**Short exercise:**
Retype the worm-rattle thread word for word, starting at "Pace Walmart has" and stopping after "plastics with rattles.".

**Selected passage:**
# Using Worm Rattles to Overcome Bad Water Clarity



## 1pescadoloco (Dec 2, 2011)

With all the rain we have had, the water clarity is a bit merky. If an area where murky water & clearer water can be found, that is usually a good area to find fish.

When the water is murky everywhere, do you all think a worm rattle placed inside a soft jerk bait increases strikes? 

What is your favorite method for hiding the rattle inside a soft jerk bait?

Notice I did not ask where I should stick it:whistling:


----------



## tips n tails (Mar 2, 2011)

Yes I use rattles sometimes helps as a attractant. bass key in on them very well. Havnt used them on trout or reds but Im sure the same concept would apply


----------



## 1pescadoloco (Dec 2, 2011)

Must not be a hot topic :lol: :001_unsure:
:sleep1:
:sleep1:


----------



## oxbeast1210 (Jun 21, 2010)

Where can I find worm rattles locally ?. Seems like they would make a big difference when fish can't see .


----------



## Wharf Rat (Sep 27, 2007)

Did you figure out how to use these rattles by yourself? If not, you may have stolen the idea from someone(maybe a charter captain) and it would therefore be unethical to then utilize this method on your own.


----------



## 1pescadoloco (Dec 2, 2011)

oxbeast1210 said:


> Where can I find worm rattles locally ?. Seems like they would make a big difference when fish can't see .


Pace Walmart has some small ones. You really have to look to find them. I have not tried using them on soft baits like Gulp but have used hard plastics with rattles for years. 

Specks & reds seem to tear up the hard plastics with rattles.


----------



## 1pescadoloco (Dec 2, 2011)

Wharf Rat said:


> Did you figure out how to use these rattles by yourself? If not, you may have stolen the idea from someone(maybe a charter captain) and it would therefore be unethical to then utilize this method on your own.


 
fftopic:


----------



## oxbeast1210 (Jun 21, 2010)

Yeah u love using hard plastics with rattles . I think gulp fall apart to easy to use on em but I will try them on my other soft plastics


----------



## capttreyfry (Feb 28, 2012)

Popping cork and pro cure.


----------



## knowphish (Apr 26, 2010)

Check these out!!! www.rockportrattler.com-- From personal experience!!!


----------



## knowphish (Apr 26, 2010)

**Supplied material:**

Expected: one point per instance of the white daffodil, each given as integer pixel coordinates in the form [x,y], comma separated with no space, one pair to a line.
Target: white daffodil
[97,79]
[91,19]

**Reply:**
Pace Walmart has some small ones. You really have to look to find them. I have not tried using them on soft baits like Gulp but have used hard plastics with rattles for years. 

Specks & reds seem to tear up the hard plastics with rattles.